--- Start Data lines ---

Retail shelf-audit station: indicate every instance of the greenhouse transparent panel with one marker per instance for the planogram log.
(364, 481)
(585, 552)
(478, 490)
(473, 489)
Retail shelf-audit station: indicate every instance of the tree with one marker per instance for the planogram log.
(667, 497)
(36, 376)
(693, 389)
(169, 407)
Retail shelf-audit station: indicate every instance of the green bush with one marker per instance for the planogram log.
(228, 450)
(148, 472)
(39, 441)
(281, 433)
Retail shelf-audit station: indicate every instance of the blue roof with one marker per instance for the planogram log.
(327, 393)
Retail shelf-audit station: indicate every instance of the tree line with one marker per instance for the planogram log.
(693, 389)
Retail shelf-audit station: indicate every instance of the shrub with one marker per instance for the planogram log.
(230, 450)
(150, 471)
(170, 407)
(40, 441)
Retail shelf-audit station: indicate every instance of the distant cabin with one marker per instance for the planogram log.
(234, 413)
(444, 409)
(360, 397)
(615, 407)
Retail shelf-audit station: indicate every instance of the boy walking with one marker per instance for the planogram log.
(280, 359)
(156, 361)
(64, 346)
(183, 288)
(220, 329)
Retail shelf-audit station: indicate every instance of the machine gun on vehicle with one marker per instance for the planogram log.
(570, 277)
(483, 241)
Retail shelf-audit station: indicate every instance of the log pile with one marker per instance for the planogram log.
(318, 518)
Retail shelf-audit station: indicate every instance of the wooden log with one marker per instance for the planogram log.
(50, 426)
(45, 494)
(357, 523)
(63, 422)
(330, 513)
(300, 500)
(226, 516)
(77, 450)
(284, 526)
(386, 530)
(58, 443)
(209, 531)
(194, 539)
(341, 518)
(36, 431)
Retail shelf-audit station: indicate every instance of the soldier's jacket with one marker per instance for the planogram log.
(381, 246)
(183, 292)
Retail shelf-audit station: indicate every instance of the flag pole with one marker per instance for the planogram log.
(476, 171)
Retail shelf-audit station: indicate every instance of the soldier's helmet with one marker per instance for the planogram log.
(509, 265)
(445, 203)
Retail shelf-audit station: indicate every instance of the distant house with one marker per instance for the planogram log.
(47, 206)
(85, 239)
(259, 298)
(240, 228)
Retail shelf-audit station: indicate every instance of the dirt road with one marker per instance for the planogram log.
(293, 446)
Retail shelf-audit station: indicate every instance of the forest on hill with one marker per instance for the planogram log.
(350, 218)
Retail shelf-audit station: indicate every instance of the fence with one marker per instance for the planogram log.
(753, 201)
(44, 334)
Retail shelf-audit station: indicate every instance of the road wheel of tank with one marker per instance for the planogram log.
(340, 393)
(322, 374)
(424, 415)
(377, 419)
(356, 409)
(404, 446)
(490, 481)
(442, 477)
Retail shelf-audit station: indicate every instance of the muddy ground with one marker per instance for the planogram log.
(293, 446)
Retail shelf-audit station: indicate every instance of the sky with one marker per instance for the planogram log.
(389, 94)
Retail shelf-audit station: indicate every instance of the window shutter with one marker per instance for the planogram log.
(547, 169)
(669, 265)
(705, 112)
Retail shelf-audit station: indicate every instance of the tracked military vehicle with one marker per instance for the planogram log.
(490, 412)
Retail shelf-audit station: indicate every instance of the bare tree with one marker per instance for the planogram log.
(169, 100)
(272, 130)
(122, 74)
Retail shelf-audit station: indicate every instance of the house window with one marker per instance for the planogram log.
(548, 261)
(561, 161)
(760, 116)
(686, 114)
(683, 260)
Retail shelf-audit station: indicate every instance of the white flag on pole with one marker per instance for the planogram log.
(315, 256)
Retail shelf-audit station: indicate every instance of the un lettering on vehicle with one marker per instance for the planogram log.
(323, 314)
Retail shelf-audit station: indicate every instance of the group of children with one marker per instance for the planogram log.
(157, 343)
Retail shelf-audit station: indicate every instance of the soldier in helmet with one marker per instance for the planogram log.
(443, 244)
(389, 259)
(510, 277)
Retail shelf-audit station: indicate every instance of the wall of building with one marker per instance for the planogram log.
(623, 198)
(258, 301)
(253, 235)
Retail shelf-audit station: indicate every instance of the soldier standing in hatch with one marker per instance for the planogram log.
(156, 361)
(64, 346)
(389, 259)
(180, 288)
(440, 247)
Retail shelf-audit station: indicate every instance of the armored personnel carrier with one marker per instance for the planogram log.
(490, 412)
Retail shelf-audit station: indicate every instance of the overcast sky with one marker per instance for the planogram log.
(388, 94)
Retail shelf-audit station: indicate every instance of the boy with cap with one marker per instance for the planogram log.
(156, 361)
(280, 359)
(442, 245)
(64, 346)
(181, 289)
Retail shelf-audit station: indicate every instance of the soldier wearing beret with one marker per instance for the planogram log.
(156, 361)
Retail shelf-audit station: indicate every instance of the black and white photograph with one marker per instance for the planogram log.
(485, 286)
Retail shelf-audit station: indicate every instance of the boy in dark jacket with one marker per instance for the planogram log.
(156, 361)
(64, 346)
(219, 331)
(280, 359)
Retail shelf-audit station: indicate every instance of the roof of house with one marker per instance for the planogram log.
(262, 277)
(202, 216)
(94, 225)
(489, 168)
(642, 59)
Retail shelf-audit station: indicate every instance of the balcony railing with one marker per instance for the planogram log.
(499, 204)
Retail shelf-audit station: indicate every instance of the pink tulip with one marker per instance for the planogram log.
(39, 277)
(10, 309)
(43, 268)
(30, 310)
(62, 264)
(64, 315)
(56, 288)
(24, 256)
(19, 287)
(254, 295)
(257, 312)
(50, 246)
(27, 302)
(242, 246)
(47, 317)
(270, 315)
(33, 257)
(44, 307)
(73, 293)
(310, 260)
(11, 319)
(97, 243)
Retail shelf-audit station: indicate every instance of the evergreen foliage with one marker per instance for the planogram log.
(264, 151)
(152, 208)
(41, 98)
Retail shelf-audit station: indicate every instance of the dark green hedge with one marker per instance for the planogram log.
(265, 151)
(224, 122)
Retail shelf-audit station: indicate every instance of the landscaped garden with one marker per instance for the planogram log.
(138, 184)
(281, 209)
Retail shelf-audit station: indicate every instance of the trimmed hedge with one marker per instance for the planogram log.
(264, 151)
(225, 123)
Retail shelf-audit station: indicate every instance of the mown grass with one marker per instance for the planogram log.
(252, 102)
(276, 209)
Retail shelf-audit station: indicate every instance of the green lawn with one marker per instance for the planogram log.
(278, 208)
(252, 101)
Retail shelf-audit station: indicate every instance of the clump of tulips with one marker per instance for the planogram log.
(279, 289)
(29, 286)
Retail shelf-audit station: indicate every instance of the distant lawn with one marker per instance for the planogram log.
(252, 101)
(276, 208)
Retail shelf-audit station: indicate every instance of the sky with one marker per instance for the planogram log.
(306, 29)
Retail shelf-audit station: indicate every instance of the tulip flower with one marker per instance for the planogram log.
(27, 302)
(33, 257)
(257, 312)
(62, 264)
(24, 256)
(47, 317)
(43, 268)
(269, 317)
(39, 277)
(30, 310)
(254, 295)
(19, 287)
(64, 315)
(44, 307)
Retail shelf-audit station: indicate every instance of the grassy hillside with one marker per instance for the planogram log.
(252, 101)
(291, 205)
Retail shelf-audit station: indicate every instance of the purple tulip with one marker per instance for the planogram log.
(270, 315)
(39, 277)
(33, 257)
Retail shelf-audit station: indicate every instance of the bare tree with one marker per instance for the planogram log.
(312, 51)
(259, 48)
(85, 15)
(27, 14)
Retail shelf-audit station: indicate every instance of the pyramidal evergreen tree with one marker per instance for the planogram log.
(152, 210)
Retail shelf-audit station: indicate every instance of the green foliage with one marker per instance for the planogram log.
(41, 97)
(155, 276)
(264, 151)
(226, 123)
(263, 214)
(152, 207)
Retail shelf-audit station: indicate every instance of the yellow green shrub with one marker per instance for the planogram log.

--- End Data lines ---

Return each line of the data exactly as written above.

» Correct result
Retail shelf-audit station: indicate every instance of the greenhouse transparent panel with one marker per instance for the planogram log.
(364, 481)
(585, 552)
(478, 490)
(473, 489)
Retail shelf-audit station: indicate every instance of the tree with one marker per instance for the planogram log.
(667, 497)
(36, 376)
(693, 389)
(169, 407)
Retail shelf-audit station: indicate every instance of the green bush with one marker per instance for the planogram log.
(228, 450)
(148, 472)
(39, 441)
(281, 433)
Retail shelf-audit station: indicate every instance of the blue roof with one marker per instance for the planogram log.
(327, 393)
Retail shelf-audit station: indicate every instance of the tree line with one marker per instance for the planogram log.
(693, 389)
Retail shelf-audit station: indicate every instance of the shrub with one marker per instance for the planogram log.
(230, 450)
(150, 471)
(170, 407)
(40, 441)
Retail shelf-audit station: indicate every instance of the distant cabin with one marker per instance for the planogram log.
(234, 413)
(444, 409)
(360, 397)
(615, 407)
Retail shelf-audit station: indicate every instance of the boy walking with one marker per instance for the planogram log.
(280, 359)
(156, 361)
(64, 346)
(183, 288)
(220, 329)
Retail shelf-audit station: indicate every instance of the machine gun on vehicle with one marker per instance for the planogram log.
(570, 277)
(483, 241)
Retail shelf-audit station: indicate every instance of the log pile with one marker per instance for the planogram log.
(318, 518)
Retail shelf-audit station: indicate every instance of the wooden log with one marker per instance for the planogram log.
(50, 426)
(45, 494)
(357, 523)
(63, 422)
(330, 513)
(300, 500)
(226, 516)
(77, 450)
(284, 526)
(386, 530)
(58, 443)
(209, 531)
(194, 539)
(341, 518)
(36, 431)
Retail shelf-audit station: indicate every instance of the soldier's jacket with one marker per instance for the planogram log.
(381, 246)
(183, 292)
Retail shelf-audit station: indicate every instance of the flag pole with one marker per instance for the planogram log.
(476, 171)
Retail shelf-audit station: indicate every instance of the soldier's helmet with one marker per instance for the planogram log.
(509, 265)
(445, 203)
Retail shelf-audit station: indicate every instance of the distant house with one marker per instance for the planogram log.
(47, 206)
(85, 239)
(259, 298)
(240, 228)
Retail shelf-audit station: indicate every instance of the dirt road with one marker per instance for the planogram log.
(293, 446)
Retail shelf-audit station: indicate every instance of the forest on hill with one marker per instance for the planogram log.
(350, 218)
Retail shelf-audit station: indicate every instance of the fence with one marker per instance for the planogram log.
(753, 201)
(44, 334)
Retail shelf-audit station: indicate every instance of the road wheel of tank with one marker per instance for the planogram log.
(340, 393)
(322, 374)
(424, 415)
(377, 419)
(356, 409)
(404, 446)
(490, 481)
(442, 477)
Retail shelf-audit station: indicate every instance of the muddy ground with one marker per instance for the planogram log.
(293, 446)
Retail shelf-audit station: indicate every instance of the sky with one marker per instance for the planogram log.
(389, 94)
Retail shelf-audit station: indicate every instance of the window shutter with one marker per instance for the planogram log.
(547, 169)
(669, 265)
(705, 112)
Retail shelf-audit station: indicate every instance of the tracked military vehicle with one marker per instance for the planogram log.
(490, 412)
Retail shelf-audit station: indicate every instance of the bare tree with one marker per instance for the planogram log.
(169, 100)
(272, 130)
(122, 74)
Retail shelf-audit station: indicate every instance of the house window with one marker per instance for the planogram log.
(548, 261)
(561, 161)
(760, 116)
(686, 114)
(683, 260)
Retail shelf-audit station: indicate every instance of the white flag on pole with one marker per instance for the planogram log.
(315, 256)
Retail shelf-audit station: indicate every instance of the un lettering on vehicle with one marker per instance for the planogram log.
(323, 314)
Retail shelf-audit station: indicate every instance of the group of children with one marker per instance for the planogram log.
(157, 343)
Retail shelf-audit station: indicate every instance of the soldier in helmet with one marker per instance for the planogram log.
(443, 244)
(389, 259)
(510, 277)
Retail shelf-audit station: indicate every instance of the wall of building with one marker per instance for the planogram log.
(623, 198)
(258, 301)
(253, 235)
Retail shelf-audit station: indicate every instance of the soldier standing in hatch with one marker per instance for the planogram log.
(156, 361)
(64, 346)
(389, 259)
(180, 288)
(440, 247)
Retail shelf-audit station: indicate every instance of the armored personnel carrier with one marker per instance for the planogram log.
(490, 412)
Retail shelf-audit station: indicate every instance of the overcast sky with one marker per instance for the planogram log.
(388, 94)
Retail shelf-audit station: indicate every instance of the boy with cap with one marker per instance for the planogram log.
(156, 361)
(280, 359)
(442, 245)
(64, 346)
(181, 289)
Retail shelf-audit station: indicate every instance of the soldier wearing beret with one marker per instance for the planogram log.
(156, 361)
Retail shelf-audit station: indicate every instance of the black and white photograph with one marker per instance for the planogram log.
(485, 286)
Retail shelf-audit station: indicate every instance of the boy in dark jacket with one marker per instance for the planogram log.
(156, 361)
(64, 346)
(219, 331)
(280, 359)
Retail shelf-audit station: indicate every instance of the roof of house with one marker per instance for the planogram log.
(262, 277)
(202, 216)
(94, 225)
(489, 168)
(642, 59)
Retail shelf-audit station: indicate every instance of the balcony railing with one marker per instance for the planogram log.
(499, 204)
Retail shelf-audit station: indicate every instance of the pink tulip with one marker per instance for the planogram log.
(39, 277)
(10, 309)
(43, 268)
(30, 310)
(62, 264)
(64, 315)
(56, 288)
(24, 256)
(19, 287)
(254, 295)
(257, 312)
(50, 246)
(27, 302)
(242, 246)
(47, 317)
(270, 315)
(33, 257)
(44, 307)
(73, 293)
(310, 260)
(11, 319)
(97, 243)
Retail shelf-audit station: indicate every instance of the evergreen foliage with one marker per instance for the planogram log.
(264, 151)
(152, 208)
(41, 98)
Retail shelf-audit station: indicate every instance of the dark green hedge with one marker per instance for the planogram log.
(265, 151)
(224, 122)
Retail shelf-audit station: indicate every instance of the landscaped garden with one marker per instance for the planogram log.
(138, 184)
(281, 209)
Retail shelf-audit station: indicate every instance of the trimmed hedge with one marker per instance for the planogram log.
(264, 151)
(225, 123)
Retail shelf-audit station: indicate every instance of the mown grass with one marker per instance for the planogram log.
(252, 102)
(276, 209)
Retail shelf-audit station: indicate every instance of the green lawn with one marker per instance for the planogram log.
(278, 208)
(252, 101)
Retail shelf-audit station: indicate every instance of the clump of tulips with one marker per instance for the planogram log.
(279, 289)
(29, 286)
Retail shelf-audit station: indicate every instance of the distant lawn with one marker per instance for the planogram log.
(252, 101)
(276, 208)
Retail shelf-audit station: indicate every instance of the sky with one marker per instance for the planogram log.
(306, 29)
Retail shelf-audit station: indicate every instance of the tulip flower with one marker per instance for the planogram log.
(27, 302)
(33, 257)
(257, 312)
(62, 264)
(24, 256)
(47, 317)
(43, 268)
(269, 317)
(39, 277)
(30, 310)
(254, 295)
(19, 287)
(64, 315)
(44, 307)
Retail shelf-audit station: indicate every instance of the grassy hillside with one marker per instance for the planogram log.
(252, 101)
(291, 205)
Retail shelf-audit station: indicate every instance of the purple tulip with one marker per instance for the planogram log.
(270, 315)
(39, 277)
(33, 257)
Retail shelf-audit station: indicate every instance of the bare tree with one marker per instance for the planogram log.
(312, 51)
(259, 48)
(85, 15)
(27, 14)
Retail shelf-audit station: indicate every instance of the pyramidal evergreen tree with one marker per instance for the planogram log.
(152, 210)
Retail shelf-audit station: indicate every instance of the green foliage with one marker per instance for the planogram log.
(41, 97)
(155, 276)
(264, 151)
(226, 123)
(263, 214)
(152, 207)
Retail shelf-audit station: indicate every instance of the yellow green shrub with one marker per instance for the planogram log.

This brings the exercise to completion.